(Exercise prompt)
Starting with the line that has "Teacher note: have the class pick out the human wrist" in it, repeat every line through the last one, word for word, and give nothing more.

(Raw records)
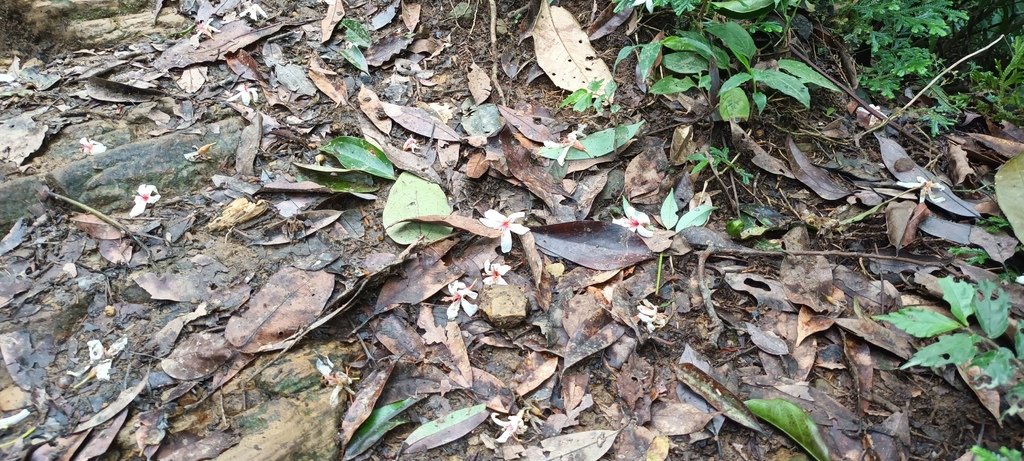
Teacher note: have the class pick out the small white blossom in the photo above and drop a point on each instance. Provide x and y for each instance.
(515, 425)
(460, 296)
(247, 94)
(648, 313)
(493, 273)
(506, 224)
(928, 189)
(634, 220)
(90, 147)
(337, 378)
(145, 195)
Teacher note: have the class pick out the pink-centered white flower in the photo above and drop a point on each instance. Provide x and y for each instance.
(247, 94)
(634, 220)
(506, 224)
(460, 296)
(90, 147)
(493, 273)
(145, 195)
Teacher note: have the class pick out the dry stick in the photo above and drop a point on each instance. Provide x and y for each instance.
(900, 111)
(494, 51)
(859, 100)
(102, 216)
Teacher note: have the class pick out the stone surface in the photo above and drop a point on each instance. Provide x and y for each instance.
(504, 304)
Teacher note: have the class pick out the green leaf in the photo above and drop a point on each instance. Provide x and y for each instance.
(597, 143)
(920, 323)
(648, 54)
(446, 428)
(794, 422)
(695, 217)
(377, 424)
(354, 56)
(357, 154)
(734, 82)
(784, 83)
(1010, 193)
(671, 85)
(735, 38)
(995, 365)
(744, 6)
(685, 63)
(949, 349)
(732, 105)
(992, 315)
(412, 197)
(670, 210)
(338, 179)
(960, 295)
(356, 34)
(806, 74)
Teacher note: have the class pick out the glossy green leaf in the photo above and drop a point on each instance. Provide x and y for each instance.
(671, 85)
(685, 63)
(357, 154)
(735, 38)
(920, 323)
(670, 210)
(1010, 193)
(784, 83)
(379, 422)
(734, 82)
(413, 197)
(795, 422)
(744, 6)
(948, 349)
(597, 143)
(992, 309)
(446, 428)
(695, 217)
(733, 105)
(806, 74)
(338, 179)
(960, 295)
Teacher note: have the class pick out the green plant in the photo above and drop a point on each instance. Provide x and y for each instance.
(597, 95)
(717, 159)
(968, 344)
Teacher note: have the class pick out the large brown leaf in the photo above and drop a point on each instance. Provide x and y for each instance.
(290, 301)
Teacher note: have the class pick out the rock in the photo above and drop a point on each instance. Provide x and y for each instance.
(504, 304)
(108, 180)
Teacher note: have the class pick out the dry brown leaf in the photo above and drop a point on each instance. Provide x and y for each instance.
(563, 50)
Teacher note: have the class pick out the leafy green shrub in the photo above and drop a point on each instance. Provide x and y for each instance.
(960, 343)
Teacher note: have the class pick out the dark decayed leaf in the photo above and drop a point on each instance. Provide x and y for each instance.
(446, 428)
(382, 420)
(420, 122)
(814, 176)
(363, 404)
(905, 169)
(290, 301)
(718, 395)
(791, 419)
(356, 154)
(597, 245)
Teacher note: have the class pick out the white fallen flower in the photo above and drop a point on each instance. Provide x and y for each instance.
(460, 295)
(928, 189)
(515, 425)
(145, 195)
(493, 273)
(648, 313)
(337, 378)
(507, 224)
(634, 220)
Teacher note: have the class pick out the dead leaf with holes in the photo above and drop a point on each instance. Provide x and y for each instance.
(563, 50)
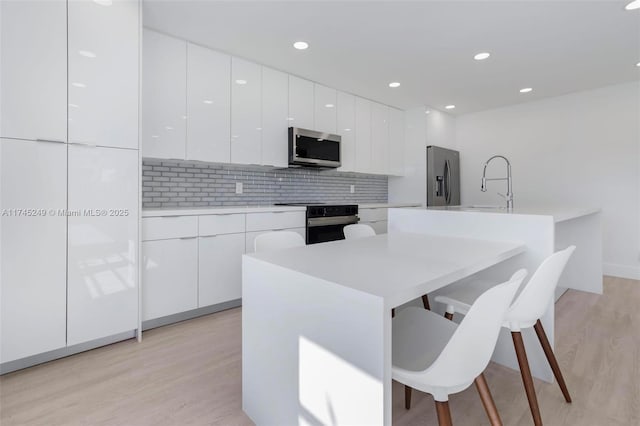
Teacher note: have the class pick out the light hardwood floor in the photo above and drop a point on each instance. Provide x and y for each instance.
(190, 374)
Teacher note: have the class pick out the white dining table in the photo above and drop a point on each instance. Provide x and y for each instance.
(316, 321)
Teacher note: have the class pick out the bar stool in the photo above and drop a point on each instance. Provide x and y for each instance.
(440, 357)
(525, 312)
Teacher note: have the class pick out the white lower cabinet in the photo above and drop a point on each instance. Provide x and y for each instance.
(251, 237)
(169, 277)
(33, 175)
(102, 282)
(220, 268)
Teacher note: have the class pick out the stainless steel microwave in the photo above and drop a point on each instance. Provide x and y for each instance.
(313, 149)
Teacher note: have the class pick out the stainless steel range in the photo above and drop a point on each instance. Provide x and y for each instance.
(325, 221)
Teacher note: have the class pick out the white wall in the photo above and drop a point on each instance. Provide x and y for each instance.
(581, 149)
(421, 130)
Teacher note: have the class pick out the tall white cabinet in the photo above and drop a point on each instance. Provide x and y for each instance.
(33, 175)
(103, 254)
(69, 238)
(33, 62)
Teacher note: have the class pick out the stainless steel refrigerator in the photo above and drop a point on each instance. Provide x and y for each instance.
(443, 176)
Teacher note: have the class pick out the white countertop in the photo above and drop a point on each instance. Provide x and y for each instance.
(397, 267)
(559, 214)
(251, 209)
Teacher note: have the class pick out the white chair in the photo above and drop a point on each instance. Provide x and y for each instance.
(525, 312)
(277, 240)
(358, 230)
(361, 230)
(439, 357)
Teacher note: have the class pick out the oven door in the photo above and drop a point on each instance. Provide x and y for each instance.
(323, 229)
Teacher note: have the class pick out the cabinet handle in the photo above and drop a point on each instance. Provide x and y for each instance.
(50, 140)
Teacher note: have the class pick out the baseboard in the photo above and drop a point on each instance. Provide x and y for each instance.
(30, 361)
(621, 271)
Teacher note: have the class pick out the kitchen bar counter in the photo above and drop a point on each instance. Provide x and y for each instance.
(543, 231)
(316, 321)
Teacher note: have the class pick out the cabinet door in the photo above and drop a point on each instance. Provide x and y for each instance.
(301, 103)
(33, 175)
(363, 135)
(103, 243)
(346, 128)
(208, 105)
(103, 73)
(169, 277)
(275, 106)
(325, 100)
(396, 142)
(220, 268)
(379, 138)
(164, 81)
(246, 112)
(33, 60)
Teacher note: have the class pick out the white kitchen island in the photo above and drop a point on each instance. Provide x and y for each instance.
(543, 231)
(316, 321)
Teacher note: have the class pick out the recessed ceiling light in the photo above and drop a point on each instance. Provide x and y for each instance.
(635, 4)
(86, 53)
(481, 56)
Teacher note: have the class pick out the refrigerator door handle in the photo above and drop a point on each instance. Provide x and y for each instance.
(447, 182)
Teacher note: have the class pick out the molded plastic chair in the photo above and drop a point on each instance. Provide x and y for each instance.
(277, 240)
(525, 312)
(358, 231)
(361, 230)
(439, 357)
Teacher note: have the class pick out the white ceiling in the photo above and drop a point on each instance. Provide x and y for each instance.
(555, 47)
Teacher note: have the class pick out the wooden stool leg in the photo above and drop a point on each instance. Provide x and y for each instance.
(444, 415)
(407, 397)
(542, 336)
(521, 354)
(425, 302)
(487, 400)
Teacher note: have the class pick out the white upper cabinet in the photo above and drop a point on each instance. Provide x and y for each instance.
(103, 73)
(33, 58)
(363, 135)
(102, 283)
(396, 142)
(208, 105)
(346, 106)
(246, 112)
(164, 76)
(275, 104)
(379, 138)
(325, 100)
(33, 264)
(301, 104)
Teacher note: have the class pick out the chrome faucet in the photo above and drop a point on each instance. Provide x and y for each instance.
(509, 195)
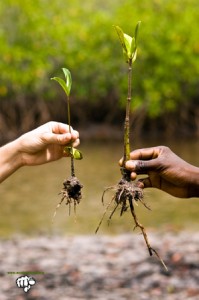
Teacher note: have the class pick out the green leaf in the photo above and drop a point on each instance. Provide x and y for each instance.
(73, 152)
(62, 83)
(121, 37)
(136, 32)
(66, 85)
(68, 77)
(128, 43)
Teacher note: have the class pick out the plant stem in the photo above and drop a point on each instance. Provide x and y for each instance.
(69, 124)
(127, 120)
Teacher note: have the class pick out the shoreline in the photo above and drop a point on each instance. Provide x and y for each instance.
(102, 267)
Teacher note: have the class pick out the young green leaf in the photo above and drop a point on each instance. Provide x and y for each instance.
(62, 83)
(121, 37)
(68, 77)
(66, 85)
(136, 32)
(129, 44)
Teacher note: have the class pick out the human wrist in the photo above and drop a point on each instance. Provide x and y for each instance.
(193, 182)
(10, 159)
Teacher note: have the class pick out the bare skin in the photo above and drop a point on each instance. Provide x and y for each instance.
(166, 171)
(39, 146)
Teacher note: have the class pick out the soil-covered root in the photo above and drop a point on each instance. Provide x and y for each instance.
(71, 193)
(128, 193)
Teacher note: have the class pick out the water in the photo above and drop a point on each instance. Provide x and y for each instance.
(29, 197)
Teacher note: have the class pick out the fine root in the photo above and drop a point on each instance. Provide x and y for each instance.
(127, 194)
(71, 193)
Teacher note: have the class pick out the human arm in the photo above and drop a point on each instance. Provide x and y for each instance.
(165, 170)
(41, 145)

(Answer for this exercise)
Teacher note: have the class pick out the human wrist in the photo above and drop a point on each instance. Provide x and y for each instance.
(193, 182)
(10, 159)
Teacher note: have the class pick out the bare skin in the photo above and drop a point on each instance. Provide x and y for each instance.
(166, 171)
(39, 146)
Teacher note: have the class pick out the soil-covered root in the photo above and drop a point on each instance. Provide x and y for each instance.
(71, 193)
(128, 193)
Teacher note: have the class pick out the water in the photo above and drop a point on each instance. Provide x and y for each instance.
(29, 197)
Teacher note: have the class pick out the fine root in the photo above and drop a point on each instance. Provide x and y for each instance.
(127, 194)
(71, 193)
Teacher note: have the class pick out the human arm in the photo above and drop a point on each instance. Provide x and y for each instance.
(165, 170)
(41, 145)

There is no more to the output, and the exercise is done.